JOBS:
1. Rewrite the camera discussion starting with "one thing I've" and going on through "for some reason.", changing "forum" to "message board".
2. In the camera discussion, which camera does the person who shoots buildings for a living use?

* START QUOTED TEXT *

I plan on using the Ebony 23S as a travel camera for architectural subjects.

I have the specs in front of me, but need actual hands-on experience with this camera to judge whether or not I will have enough movement with wide angle lenses.

Thanks much

-- E Rothman (erothman@hotmail.com), November 02, 2001


define architectural photography, please, as you understand it. i shoot buidings and structures for a living, so my needs may bedifferent from yours, and are best served by a monorail camera, in my case the Arca-Swiss 4x5 F camera, which with a w/a bellows can easily handle a lens as short as the 45mm Apo Grandagon before i haver need of going to a special recessed board. The Linhof TK45s , another very fine camera for professional architectural photography, can handle lenses in the same range, maybe even shorter, before needing a special recessed board.

one thing I've noticed in my time here on this forum is that there are trends in favorite cameras. First there was the Arcatrend (I had already been using an Arca for a couple of years when i started participating here). then there was the rush to the Canham DLC, also a very fine camera for field work, and I admit to being seduced. Then there was a very minor flurry towards the Toyo VX125, and now the Ebony cameras have some ardant and vocal supporters some of whom who also seem to be Arca bashers for some reason.

Since I have no financial stake in any of these companies, I'm just happy to see people using large format cameras to explore their vision.

Another thing I have discovered in twenty years of photography is that, particularly with view cameras, you really need to find a way to try the cameras you are considering, to play with them, and see if the way they work is intuitive to you. No one of our opinions is going to be of much use to you if you find a camera awkward to use n the field. it might be beautiful to look at, but if you find it a recurring pain in the ass to use, you won't use it.

-- Ellis Vener Photography (ellis@ellisvener.com), November 02, 2001.

* END QUOTED TEXT *
* START RECORDED INFORMATION *

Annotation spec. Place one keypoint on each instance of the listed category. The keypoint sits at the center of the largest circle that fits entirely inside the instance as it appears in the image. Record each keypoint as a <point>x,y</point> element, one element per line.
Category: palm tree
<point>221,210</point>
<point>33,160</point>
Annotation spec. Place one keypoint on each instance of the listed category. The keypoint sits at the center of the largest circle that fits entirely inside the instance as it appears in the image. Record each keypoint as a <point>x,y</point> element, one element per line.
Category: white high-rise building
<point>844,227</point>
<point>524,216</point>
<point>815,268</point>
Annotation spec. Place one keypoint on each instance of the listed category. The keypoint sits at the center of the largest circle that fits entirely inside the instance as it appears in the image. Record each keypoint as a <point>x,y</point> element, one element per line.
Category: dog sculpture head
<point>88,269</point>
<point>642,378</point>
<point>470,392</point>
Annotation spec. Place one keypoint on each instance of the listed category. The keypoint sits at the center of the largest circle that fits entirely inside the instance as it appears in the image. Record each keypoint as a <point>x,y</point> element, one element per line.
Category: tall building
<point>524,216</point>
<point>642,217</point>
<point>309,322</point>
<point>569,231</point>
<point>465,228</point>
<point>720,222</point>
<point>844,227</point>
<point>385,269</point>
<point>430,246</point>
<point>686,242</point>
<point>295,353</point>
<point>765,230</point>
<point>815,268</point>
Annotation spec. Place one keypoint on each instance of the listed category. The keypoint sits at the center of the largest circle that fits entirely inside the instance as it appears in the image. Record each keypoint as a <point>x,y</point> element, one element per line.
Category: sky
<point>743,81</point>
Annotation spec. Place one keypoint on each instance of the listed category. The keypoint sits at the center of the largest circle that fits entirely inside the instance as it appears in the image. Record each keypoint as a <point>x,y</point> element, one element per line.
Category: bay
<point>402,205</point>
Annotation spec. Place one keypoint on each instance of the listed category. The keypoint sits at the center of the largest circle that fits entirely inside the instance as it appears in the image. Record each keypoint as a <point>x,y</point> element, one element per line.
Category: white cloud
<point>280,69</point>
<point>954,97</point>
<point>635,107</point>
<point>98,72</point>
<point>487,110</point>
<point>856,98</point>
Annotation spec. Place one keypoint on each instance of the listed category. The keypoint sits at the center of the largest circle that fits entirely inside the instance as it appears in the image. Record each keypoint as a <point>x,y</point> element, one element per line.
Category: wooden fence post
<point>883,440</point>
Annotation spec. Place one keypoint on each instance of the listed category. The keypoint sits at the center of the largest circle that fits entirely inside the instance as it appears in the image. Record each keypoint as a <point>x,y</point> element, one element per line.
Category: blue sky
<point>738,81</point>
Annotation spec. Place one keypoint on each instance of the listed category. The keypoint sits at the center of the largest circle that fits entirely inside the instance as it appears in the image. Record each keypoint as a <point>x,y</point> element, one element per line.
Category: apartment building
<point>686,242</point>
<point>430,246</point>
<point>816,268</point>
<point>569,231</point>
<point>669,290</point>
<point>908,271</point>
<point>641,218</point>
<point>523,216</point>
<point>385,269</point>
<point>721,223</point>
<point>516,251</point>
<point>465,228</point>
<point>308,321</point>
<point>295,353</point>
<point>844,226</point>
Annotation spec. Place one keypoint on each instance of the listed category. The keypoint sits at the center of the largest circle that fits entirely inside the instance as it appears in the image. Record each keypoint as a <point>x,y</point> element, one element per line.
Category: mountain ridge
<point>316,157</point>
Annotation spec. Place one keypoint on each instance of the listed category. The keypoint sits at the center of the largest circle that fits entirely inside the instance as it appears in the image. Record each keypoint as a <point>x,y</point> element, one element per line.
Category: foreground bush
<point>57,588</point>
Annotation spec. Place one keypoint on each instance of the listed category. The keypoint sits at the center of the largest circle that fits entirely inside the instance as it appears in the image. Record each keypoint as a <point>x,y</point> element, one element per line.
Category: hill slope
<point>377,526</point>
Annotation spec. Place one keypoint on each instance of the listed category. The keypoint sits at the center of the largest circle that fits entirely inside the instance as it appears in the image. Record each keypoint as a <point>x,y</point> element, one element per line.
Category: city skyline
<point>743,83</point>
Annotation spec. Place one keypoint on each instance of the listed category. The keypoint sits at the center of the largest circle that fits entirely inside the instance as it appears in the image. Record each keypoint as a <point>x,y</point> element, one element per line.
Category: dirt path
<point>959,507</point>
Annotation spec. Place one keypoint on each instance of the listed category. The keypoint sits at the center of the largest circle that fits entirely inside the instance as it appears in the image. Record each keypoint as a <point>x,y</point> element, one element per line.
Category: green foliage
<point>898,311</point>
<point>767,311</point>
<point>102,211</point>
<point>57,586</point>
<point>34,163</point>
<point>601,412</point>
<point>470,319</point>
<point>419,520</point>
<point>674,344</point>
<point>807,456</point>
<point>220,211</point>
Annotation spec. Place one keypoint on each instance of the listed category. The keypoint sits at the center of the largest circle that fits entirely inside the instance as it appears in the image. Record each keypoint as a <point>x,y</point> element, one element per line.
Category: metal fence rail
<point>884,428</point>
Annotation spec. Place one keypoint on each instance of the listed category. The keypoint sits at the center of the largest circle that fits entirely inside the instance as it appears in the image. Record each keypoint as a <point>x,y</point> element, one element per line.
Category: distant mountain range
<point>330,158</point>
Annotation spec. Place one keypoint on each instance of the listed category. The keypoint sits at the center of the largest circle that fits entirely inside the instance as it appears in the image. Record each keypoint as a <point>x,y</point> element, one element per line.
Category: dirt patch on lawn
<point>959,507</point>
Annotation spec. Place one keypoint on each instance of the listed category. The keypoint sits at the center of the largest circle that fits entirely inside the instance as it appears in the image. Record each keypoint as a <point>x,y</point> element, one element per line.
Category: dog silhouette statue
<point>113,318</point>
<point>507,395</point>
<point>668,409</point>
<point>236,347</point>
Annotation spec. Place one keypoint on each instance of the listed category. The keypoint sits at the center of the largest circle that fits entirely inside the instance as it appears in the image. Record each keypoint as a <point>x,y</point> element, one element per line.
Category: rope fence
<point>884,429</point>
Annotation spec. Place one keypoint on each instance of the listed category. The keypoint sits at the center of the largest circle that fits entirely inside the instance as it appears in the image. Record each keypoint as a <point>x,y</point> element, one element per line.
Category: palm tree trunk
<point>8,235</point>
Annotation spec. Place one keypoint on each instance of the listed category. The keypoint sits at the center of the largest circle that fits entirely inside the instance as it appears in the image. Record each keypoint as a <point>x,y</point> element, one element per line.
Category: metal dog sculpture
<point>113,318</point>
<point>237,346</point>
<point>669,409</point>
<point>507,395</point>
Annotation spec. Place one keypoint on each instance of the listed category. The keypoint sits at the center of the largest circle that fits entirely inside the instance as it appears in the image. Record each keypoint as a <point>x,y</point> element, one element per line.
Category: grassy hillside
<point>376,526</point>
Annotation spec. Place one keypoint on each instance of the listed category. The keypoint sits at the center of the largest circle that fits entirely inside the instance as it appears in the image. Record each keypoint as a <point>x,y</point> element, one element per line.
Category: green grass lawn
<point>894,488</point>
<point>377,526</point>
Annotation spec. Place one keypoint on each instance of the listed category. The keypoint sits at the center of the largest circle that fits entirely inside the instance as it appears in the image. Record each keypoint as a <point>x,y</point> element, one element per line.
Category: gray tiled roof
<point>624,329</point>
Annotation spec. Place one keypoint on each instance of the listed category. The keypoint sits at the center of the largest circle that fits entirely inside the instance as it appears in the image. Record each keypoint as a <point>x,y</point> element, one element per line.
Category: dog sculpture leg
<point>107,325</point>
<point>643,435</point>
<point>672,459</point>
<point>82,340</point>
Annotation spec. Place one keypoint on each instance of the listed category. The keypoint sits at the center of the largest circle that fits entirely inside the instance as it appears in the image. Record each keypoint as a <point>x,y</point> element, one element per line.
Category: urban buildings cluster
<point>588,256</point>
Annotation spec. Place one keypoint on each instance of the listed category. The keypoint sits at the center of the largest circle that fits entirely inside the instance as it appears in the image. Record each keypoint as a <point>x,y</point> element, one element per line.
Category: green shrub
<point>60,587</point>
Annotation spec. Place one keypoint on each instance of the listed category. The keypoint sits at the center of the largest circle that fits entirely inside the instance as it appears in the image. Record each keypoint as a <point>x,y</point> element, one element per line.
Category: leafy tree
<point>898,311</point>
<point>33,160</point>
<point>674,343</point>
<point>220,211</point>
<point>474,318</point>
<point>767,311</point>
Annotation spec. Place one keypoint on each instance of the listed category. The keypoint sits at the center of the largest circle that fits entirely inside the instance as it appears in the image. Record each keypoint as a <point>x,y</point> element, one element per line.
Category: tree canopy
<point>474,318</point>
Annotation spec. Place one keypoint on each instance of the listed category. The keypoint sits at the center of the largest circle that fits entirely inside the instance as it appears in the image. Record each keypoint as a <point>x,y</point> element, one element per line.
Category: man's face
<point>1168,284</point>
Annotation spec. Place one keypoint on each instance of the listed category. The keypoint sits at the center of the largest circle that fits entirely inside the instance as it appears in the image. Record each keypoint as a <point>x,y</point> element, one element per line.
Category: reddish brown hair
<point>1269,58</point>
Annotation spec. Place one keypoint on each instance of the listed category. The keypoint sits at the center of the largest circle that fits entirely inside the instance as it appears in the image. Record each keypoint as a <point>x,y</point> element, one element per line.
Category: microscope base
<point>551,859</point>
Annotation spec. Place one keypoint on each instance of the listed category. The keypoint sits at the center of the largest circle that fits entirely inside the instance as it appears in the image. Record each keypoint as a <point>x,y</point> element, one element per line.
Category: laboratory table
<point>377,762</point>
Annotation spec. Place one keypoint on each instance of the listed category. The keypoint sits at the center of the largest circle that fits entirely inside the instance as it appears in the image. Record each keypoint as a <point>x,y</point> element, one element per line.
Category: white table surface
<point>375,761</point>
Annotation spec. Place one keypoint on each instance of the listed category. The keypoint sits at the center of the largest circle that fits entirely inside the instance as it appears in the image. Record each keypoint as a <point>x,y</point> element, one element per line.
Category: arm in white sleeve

* END RECORDED INFORMATION *

ANSWER LIST:
1.
one thing I've noticed in my time here on this message board is that there are trends in favorite cameras. First there was the Arcatrend (I had already been using an Arca for a couple of years when i started participating here). then there was the rush to the Canham DLC, also a very fine camera for field work, and I admit to being seduced. Then there was a very minor flurry towards the Toyo VX125, and now the Ebony cameras have some ardant and vocal supporters some of whom who also seem to be Arca bashers for some reason.

2. The Arca-Swiss 4x5 F monorail camera.